▸ Work instructions
Transcribe only the lines in the data below falling between the line with "curved leaf blade." and the line with "granite counter surface.", including those two lines, and leave out any picture.

▸ Task inputs
= Beginning of Section =
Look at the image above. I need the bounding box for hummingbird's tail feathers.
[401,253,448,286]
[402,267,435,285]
= End of Section =
= Beginning of Section =
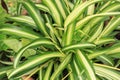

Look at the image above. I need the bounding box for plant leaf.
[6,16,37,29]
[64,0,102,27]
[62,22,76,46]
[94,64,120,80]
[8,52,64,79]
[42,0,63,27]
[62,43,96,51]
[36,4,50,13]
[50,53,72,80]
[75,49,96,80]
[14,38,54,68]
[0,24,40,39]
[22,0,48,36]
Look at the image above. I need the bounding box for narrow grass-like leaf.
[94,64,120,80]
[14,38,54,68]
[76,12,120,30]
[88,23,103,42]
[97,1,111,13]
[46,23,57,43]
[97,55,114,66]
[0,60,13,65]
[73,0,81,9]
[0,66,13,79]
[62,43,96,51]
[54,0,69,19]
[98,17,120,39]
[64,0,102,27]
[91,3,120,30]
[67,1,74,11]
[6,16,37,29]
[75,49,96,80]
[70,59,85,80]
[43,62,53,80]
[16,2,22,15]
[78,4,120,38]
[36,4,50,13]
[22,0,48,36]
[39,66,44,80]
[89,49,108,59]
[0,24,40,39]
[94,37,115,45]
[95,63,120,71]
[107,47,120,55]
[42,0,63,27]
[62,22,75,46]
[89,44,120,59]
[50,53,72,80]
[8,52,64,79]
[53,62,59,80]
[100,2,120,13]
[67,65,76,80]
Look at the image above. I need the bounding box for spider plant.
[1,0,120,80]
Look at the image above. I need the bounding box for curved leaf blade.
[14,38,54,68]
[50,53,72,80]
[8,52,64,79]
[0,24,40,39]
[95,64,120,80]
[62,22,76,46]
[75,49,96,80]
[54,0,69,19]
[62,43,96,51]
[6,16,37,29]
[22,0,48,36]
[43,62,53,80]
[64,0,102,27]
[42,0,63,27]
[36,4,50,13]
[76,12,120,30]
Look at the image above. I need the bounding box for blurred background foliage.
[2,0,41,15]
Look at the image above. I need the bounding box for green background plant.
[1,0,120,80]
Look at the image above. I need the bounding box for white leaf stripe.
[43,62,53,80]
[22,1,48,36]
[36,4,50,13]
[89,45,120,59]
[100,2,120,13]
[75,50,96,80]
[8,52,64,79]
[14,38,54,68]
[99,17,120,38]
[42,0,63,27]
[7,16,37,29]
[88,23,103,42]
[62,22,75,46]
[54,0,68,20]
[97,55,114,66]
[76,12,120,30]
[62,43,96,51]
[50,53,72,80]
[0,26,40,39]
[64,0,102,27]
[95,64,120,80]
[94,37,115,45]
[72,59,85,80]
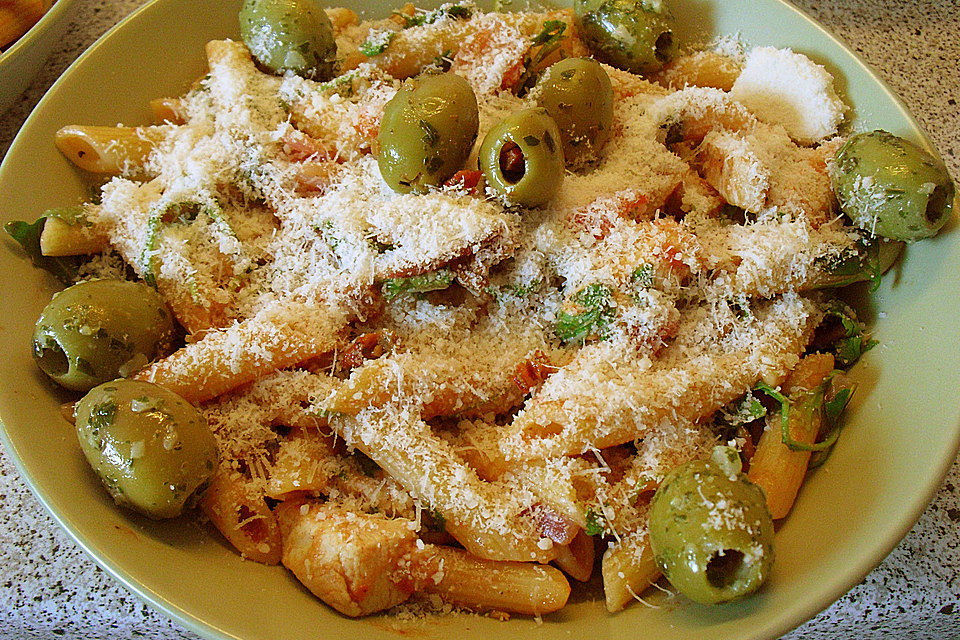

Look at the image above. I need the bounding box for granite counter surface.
= End of Section =
▸ Answer for the task
Look at the image above. I need the bounding box for curved leaf blade.
[14,38,54,68]
[50,53,72,80]
[8,52,64,79]
[0,24,40,39]
[95,64,120,80]
[62,22,76,46]
[75,49,96,80]
[54,0,69,19]
[62,43,96,51]
[6,16,37,29]
[22,0,48,36]
[43,62,53,80]
[64,0,102,27]
[42,0,63,27]
[36,4,50,13]
[76,12,120,30]
Look at the image above. I need the bounding box for blurred background foliage.
[2,0,41,15]
Look at the image above. I need the bounding box for green background plant.
[1,0,120,80]
Look at the image above. I need the bounding box for white leaf stripe.
[43,62,53,80]
[22,1,48,36]
[36,4,50,13]
[89,45,120,59]
[100,2,120,13]
[75,50,96,80]
[8,52,64,79]
[14,38,54,68]
[99,17,120,38]
[42,0,63,27]
[7,16,37,29]
[88,23,103,42]
[62,22,75,46]
[54,0,68,20]
[97,55,114,66]
[76,12,120,30]
[62,43,96,51]
[50,53,72,80]
[0,26,40,39]
[64,0,102,27]
[95,64,120,80]
[94,37,115,45]
[72,59,85,80]

Look at the image above. I need the bounding box for granite counter surface.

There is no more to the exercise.